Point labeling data
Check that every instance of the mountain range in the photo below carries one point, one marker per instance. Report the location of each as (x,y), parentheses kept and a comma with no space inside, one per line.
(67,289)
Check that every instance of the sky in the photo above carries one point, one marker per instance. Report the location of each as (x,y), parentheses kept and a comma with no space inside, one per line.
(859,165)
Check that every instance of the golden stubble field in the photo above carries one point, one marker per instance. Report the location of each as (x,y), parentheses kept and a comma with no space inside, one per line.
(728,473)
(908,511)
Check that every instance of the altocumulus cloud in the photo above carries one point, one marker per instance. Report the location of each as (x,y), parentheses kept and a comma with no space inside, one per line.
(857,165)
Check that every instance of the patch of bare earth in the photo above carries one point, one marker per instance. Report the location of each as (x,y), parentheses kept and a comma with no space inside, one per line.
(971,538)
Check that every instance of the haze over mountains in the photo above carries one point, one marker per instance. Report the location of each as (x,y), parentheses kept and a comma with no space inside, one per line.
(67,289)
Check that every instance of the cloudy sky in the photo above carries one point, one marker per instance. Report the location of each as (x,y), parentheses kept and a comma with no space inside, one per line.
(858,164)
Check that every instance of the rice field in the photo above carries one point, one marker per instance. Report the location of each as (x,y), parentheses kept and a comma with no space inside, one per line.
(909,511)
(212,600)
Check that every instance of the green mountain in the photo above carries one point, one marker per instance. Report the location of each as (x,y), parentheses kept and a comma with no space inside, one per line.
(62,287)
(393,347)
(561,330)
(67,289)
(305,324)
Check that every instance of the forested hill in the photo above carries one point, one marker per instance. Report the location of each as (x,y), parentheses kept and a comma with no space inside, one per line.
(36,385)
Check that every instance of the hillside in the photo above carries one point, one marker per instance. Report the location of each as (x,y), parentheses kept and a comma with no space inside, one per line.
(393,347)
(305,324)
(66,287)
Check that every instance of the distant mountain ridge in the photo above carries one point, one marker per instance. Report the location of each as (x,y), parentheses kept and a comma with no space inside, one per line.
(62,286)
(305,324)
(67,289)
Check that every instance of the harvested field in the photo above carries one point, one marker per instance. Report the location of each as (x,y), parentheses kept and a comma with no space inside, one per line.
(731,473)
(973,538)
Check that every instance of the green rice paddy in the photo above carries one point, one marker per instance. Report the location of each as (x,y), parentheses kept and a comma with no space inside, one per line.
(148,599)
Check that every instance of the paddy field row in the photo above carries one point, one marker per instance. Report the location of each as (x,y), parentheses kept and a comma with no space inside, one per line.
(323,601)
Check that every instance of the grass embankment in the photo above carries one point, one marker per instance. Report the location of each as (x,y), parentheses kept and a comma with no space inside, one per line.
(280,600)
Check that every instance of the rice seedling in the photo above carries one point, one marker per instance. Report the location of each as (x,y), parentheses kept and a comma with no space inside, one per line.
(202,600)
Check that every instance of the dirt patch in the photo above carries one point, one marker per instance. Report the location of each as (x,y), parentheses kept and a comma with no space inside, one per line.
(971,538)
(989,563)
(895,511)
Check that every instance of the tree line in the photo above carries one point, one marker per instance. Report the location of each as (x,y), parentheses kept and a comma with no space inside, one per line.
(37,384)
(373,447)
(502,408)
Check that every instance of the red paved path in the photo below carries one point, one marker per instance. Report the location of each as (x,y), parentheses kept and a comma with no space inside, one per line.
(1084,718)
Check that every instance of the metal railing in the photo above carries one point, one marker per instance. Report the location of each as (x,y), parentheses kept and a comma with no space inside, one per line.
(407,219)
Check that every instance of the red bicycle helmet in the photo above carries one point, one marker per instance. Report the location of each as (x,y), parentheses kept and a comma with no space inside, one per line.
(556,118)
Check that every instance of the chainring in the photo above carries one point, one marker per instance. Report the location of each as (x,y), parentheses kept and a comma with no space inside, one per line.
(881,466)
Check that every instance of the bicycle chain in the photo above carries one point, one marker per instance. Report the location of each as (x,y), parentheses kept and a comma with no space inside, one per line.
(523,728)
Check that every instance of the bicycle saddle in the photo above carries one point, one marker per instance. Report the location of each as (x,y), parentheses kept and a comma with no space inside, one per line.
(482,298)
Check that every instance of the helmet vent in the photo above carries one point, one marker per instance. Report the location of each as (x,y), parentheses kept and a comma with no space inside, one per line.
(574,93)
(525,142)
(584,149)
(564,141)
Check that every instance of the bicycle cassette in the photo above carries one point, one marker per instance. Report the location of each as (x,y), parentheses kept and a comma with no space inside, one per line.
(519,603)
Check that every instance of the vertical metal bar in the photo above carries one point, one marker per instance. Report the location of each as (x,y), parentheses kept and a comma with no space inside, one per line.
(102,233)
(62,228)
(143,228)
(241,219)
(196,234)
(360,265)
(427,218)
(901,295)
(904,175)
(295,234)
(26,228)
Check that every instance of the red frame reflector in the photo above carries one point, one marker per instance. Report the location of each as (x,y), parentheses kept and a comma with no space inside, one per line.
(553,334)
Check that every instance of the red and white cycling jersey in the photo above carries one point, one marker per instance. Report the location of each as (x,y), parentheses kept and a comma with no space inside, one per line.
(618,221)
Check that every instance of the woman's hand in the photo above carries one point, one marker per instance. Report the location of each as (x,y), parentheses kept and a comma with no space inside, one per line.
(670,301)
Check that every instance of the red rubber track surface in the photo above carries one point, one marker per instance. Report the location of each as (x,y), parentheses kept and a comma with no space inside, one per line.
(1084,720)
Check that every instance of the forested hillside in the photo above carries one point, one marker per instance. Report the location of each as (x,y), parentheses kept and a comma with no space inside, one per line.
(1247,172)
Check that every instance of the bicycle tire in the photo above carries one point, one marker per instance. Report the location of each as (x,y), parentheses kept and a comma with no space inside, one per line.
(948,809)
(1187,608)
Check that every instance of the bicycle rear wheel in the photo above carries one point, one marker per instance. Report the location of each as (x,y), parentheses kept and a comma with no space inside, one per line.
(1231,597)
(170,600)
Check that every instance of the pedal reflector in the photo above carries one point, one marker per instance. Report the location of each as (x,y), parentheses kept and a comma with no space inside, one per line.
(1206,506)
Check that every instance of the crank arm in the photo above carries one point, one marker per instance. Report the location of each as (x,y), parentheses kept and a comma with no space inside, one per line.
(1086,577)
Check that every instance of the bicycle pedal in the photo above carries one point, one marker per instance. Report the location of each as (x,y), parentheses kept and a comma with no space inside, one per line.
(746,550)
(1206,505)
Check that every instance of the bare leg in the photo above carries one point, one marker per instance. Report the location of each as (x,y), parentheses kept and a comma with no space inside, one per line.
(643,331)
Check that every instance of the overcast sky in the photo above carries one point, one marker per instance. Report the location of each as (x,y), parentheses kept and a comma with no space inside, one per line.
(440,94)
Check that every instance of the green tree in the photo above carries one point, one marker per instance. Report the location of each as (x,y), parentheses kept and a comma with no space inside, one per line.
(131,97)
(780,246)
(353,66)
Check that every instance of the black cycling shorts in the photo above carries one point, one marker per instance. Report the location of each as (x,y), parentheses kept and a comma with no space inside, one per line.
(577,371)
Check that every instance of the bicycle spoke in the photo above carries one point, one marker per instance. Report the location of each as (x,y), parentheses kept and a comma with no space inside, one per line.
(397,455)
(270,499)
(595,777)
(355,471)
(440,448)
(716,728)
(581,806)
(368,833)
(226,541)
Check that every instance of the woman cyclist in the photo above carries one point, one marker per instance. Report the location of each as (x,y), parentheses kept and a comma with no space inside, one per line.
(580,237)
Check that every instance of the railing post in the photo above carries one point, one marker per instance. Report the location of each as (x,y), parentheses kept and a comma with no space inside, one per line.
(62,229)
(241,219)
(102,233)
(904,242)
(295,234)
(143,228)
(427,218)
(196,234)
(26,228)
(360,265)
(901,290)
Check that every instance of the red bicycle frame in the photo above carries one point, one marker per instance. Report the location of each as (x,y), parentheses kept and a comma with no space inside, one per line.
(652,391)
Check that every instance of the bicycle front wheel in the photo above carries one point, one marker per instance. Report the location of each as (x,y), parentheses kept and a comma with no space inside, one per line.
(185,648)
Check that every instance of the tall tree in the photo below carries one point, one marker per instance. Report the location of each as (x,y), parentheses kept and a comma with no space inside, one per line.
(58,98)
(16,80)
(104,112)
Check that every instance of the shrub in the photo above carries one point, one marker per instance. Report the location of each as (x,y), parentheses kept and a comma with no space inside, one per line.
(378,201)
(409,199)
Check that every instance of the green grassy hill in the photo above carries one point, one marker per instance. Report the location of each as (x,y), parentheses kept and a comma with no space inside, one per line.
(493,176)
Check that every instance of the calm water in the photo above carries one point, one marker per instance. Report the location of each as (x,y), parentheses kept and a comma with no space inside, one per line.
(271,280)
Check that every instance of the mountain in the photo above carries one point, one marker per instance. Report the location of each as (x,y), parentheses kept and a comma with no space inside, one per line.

Exercise brief: Put everything from the line containing "Check that every instance of the shrub" down to the end of the data into a Markdown table. Use the columns Row and Line, number each row, and skip blank lines.

Expected output:
| Row | Line |
|---|---|
| 1 | Check that every instance of the shrub in the photo above carries one point, one marker per instance. Report the location of each as (x,y), parentheses kept and a comma with no space inside, one per line. |
| 2 | (378,201) |
| 3 | (409,199) |
| 4 | Check that every instance of the green grassy hill in the photo above carries one point, one marker per instance. Report the location of each as (x,y), parentheses kept and a comma with no space inside, one per line. |
| 5 | (493,176) |
| 6 | Check that every instance of the calm water in the photo above carries one point, one marker per instance. Report the location of each as (x,y), parentheses kept and a comma with no space inside, one per line. |
| 7 | (271,280) |
| 8 | Check that every instance of the mountain in the photo above carries one point, one marker per instance. Report the location of each as (x,y), parentheses kept and a comma with no space inside, one per line. |